=== Short task ===
Pull out every row below that contains the string "branch", and copy each one in full.

=== Given entries ===
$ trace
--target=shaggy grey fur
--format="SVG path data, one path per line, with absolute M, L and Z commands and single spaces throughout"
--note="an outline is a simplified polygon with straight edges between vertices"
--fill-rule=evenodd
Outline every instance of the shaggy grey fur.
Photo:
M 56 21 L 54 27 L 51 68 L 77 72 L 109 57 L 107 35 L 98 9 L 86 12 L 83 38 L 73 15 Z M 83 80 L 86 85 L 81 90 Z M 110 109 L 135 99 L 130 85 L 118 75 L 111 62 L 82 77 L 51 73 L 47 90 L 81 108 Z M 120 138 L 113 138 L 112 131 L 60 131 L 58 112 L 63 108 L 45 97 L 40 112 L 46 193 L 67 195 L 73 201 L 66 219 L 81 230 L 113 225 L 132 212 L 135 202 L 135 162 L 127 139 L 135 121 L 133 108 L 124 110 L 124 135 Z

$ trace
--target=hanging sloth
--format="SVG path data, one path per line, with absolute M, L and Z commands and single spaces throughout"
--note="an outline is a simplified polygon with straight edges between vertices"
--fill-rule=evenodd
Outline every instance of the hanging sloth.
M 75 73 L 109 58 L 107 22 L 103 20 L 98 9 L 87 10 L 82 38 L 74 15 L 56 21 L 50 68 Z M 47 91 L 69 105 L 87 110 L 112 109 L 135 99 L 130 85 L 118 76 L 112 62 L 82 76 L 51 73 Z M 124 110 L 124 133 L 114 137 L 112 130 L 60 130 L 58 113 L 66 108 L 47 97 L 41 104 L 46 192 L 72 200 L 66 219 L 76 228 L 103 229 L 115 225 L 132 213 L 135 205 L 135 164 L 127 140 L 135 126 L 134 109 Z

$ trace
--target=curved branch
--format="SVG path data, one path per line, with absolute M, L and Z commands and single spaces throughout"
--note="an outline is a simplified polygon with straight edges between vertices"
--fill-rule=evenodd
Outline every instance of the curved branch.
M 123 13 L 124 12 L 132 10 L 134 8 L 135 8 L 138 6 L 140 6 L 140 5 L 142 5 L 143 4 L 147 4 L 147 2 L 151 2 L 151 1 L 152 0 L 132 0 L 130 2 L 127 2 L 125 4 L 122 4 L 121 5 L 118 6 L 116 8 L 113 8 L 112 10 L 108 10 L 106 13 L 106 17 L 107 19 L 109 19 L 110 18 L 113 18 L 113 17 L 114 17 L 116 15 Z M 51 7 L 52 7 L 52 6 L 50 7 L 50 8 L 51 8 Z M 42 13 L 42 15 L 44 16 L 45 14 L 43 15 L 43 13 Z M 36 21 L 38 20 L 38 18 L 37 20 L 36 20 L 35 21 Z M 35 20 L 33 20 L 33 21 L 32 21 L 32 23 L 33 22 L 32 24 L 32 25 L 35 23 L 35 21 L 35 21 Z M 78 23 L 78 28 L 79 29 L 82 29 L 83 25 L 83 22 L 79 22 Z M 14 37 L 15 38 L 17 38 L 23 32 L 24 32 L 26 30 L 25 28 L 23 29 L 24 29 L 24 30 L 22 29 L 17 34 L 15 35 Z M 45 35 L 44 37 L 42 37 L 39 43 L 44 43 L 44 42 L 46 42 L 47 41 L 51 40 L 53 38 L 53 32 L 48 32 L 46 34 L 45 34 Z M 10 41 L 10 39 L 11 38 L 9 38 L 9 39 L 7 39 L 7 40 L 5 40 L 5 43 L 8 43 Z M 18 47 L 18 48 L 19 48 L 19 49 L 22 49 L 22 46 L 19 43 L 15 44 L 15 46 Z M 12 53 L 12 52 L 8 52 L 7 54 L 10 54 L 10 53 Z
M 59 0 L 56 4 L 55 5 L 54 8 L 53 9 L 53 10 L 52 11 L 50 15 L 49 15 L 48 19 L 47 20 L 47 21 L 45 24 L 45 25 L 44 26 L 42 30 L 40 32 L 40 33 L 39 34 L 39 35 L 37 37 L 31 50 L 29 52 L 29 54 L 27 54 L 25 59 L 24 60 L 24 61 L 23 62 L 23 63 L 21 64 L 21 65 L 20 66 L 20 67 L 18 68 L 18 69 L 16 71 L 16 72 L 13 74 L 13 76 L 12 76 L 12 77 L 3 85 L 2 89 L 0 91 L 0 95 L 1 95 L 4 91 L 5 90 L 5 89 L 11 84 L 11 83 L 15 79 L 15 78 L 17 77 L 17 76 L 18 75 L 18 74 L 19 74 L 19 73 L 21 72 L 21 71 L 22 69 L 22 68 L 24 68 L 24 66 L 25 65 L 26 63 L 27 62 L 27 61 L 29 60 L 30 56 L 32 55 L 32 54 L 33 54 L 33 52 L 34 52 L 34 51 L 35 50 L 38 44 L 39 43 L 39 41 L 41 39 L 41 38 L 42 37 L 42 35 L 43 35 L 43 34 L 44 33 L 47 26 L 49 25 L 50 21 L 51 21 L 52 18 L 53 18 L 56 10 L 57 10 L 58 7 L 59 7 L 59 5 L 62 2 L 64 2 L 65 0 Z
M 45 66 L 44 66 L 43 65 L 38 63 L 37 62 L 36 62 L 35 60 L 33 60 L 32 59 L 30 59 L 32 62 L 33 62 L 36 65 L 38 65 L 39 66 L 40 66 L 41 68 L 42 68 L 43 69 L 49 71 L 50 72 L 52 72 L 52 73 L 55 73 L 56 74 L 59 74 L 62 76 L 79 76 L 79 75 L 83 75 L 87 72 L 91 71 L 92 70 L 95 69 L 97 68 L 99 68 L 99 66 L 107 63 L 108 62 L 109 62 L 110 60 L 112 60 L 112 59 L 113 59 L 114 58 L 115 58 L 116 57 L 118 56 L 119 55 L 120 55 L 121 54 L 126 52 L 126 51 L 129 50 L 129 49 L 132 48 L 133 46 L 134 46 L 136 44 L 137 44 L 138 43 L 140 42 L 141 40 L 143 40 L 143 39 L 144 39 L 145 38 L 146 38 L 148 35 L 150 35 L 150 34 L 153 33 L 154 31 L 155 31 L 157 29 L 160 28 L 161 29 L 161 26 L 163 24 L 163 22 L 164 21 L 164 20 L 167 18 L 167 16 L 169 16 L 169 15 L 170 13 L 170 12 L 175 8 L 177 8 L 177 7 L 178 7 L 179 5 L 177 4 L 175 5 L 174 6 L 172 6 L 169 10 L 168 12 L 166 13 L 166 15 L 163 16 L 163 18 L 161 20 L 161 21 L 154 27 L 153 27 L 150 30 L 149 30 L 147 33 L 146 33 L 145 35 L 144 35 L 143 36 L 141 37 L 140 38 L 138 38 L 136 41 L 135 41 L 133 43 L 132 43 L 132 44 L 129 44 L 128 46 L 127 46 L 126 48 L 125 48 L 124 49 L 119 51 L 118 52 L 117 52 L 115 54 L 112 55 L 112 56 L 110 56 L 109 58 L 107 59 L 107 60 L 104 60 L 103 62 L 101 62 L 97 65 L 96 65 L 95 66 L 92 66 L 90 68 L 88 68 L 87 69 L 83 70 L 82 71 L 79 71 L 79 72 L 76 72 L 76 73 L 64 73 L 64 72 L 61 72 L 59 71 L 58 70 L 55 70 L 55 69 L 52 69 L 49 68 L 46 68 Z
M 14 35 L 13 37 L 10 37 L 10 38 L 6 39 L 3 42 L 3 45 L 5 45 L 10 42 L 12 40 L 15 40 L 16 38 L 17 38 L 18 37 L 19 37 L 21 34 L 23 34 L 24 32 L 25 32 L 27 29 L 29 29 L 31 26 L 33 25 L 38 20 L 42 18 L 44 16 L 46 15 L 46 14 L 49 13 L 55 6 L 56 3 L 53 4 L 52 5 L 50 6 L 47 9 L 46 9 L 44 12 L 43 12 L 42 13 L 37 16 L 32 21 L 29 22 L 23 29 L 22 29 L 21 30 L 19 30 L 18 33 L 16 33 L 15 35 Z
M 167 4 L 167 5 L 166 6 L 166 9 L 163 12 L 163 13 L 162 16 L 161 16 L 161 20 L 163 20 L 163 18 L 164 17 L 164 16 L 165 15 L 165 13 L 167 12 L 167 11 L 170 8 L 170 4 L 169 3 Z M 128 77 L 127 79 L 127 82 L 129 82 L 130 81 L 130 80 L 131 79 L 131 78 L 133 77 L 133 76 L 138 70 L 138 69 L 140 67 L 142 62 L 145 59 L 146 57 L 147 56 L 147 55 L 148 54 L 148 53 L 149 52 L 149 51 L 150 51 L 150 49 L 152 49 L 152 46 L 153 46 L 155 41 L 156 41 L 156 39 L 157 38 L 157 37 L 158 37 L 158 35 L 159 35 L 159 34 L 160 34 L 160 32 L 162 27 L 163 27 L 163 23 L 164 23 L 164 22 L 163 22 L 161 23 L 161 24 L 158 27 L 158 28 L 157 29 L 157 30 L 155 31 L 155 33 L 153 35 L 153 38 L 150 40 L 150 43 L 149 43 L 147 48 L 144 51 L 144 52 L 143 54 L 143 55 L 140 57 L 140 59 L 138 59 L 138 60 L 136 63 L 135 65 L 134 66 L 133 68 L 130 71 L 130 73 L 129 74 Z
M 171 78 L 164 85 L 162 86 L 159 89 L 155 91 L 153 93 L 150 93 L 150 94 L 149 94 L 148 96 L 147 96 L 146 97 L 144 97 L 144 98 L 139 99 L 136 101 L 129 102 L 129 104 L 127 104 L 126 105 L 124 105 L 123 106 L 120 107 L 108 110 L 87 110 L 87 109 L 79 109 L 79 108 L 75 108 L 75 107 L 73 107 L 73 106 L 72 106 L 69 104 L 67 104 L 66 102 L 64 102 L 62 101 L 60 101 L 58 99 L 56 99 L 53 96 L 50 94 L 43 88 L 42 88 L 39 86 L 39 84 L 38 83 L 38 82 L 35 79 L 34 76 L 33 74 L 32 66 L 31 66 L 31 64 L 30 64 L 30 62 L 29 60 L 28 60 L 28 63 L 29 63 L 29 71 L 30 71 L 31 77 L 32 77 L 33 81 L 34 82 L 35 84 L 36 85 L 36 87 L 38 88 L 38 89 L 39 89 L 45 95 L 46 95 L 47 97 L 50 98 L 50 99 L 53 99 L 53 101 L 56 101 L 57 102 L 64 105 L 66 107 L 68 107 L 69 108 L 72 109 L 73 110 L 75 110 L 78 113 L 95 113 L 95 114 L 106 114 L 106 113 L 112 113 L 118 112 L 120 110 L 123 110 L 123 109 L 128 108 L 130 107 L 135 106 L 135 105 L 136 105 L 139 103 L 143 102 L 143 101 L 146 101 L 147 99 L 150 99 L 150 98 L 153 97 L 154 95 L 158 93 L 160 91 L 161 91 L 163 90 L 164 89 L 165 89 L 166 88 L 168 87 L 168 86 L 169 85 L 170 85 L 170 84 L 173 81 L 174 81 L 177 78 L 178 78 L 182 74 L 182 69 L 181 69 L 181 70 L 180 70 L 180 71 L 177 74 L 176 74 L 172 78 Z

--

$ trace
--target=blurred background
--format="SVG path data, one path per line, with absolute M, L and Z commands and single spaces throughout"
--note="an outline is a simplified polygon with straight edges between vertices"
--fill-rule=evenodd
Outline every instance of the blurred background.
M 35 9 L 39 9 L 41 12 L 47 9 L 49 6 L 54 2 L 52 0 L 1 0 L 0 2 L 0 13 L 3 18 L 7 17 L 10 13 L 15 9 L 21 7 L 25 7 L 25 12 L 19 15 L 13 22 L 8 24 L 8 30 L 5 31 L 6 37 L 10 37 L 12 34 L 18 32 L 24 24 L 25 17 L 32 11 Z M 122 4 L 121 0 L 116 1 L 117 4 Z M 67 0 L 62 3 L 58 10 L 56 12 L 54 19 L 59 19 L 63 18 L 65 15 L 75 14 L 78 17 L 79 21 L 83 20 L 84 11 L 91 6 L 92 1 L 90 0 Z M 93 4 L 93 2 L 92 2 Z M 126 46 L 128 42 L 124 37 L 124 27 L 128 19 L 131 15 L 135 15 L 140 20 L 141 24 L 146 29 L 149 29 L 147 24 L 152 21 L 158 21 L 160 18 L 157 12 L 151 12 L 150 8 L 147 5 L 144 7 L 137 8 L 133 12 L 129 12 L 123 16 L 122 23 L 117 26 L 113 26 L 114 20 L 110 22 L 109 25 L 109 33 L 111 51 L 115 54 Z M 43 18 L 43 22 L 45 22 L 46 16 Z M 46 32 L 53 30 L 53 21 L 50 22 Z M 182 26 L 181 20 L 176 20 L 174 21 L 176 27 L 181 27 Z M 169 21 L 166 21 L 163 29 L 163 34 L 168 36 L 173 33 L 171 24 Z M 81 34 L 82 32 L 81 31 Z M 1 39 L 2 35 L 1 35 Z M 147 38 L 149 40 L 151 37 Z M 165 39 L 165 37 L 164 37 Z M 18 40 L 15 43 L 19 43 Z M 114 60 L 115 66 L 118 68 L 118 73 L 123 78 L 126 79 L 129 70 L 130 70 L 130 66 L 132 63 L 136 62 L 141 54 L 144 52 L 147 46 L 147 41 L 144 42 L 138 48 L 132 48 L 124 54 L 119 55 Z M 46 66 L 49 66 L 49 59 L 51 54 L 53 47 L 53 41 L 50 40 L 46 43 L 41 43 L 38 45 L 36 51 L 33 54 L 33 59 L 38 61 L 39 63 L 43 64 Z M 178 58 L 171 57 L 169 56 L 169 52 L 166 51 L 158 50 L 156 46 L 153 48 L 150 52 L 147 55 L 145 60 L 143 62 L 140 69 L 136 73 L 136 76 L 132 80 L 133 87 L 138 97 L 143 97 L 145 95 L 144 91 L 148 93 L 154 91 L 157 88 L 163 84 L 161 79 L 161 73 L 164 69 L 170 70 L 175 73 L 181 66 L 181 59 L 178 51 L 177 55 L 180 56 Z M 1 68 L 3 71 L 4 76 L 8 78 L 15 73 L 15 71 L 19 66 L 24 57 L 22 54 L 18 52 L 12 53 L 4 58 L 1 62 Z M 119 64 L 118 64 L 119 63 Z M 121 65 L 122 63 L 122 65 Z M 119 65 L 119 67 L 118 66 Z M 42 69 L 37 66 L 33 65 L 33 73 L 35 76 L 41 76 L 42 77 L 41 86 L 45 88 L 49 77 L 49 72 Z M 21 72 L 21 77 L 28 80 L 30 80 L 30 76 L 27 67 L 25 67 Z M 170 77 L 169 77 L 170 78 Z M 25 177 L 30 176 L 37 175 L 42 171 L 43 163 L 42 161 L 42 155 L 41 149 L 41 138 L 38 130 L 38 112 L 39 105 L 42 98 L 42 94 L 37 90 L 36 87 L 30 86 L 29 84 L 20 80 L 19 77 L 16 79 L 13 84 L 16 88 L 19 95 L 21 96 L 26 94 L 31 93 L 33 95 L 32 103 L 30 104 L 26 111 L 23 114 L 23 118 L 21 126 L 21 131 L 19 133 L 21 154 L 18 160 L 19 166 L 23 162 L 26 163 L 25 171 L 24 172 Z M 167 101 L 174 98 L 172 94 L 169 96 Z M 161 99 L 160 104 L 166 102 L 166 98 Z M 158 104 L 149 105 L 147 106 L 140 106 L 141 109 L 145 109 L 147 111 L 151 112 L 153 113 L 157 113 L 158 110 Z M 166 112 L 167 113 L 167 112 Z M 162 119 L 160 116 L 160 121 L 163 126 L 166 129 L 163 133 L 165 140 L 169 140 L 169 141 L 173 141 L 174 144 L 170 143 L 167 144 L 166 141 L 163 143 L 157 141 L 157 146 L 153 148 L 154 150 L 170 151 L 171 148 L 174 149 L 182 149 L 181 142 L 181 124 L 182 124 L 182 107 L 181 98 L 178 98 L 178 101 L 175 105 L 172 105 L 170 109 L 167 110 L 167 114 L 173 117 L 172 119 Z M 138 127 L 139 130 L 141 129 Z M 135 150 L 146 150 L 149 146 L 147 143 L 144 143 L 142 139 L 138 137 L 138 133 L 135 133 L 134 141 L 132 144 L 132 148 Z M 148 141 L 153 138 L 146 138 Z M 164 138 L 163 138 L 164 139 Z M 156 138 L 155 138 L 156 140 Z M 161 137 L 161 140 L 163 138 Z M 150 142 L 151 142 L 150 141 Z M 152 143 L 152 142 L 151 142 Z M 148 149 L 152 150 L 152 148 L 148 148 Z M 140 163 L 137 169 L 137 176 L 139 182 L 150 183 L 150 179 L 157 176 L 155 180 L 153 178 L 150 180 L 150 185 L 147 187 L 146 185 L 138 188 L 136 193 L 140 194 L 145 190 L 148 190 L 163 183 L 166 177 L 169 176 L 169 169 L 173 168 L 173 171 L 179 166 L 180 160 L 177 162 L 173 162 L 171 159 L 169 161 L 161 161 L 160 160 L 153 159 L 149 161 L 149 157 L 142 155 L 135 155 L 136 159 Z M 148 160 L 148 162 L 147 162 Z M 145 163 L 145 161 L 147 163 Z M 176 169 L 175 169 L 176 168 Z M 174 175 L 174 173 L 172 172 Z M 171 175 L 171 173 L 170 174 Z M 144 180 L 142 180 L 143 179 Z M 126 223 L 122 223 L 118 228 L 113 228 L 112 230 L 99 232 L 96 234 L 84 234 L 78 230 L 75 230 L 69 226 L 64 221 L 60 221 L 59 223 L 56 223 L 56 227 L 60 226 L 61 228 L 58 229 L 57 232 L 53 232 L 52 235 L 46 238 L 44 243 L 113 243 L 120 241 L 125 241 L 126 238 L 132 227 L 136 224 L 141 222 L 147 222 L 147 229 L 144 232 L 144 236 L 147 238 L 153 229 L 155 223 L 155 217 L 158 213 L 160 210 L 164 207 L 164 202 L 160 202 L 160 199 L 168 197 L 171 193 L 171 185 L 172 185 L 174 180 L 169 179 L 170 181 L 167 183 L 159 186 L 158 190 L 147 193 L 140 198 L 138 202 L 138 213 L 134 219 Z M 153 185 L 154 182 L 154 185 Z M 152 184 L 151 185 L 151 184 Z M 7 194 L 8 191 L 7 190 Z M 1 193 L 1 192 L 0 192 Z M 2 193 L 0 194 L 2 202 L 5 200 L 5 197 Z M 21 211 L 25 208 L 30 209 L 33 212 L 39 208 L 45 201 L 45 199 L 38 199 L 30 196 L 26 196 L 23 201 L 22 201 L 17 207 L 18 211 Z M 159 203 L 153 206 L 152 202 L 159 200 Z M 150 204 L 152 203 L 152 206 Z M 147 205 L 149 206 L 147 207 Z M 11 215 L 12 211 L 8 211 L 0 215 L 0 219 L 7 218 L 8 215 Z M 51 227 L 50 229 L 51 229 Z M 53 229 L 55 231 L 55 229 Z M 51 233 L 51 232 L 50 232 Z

=== Answer to the problem ===
--target=curved branch
Outline every instance of the curved branch.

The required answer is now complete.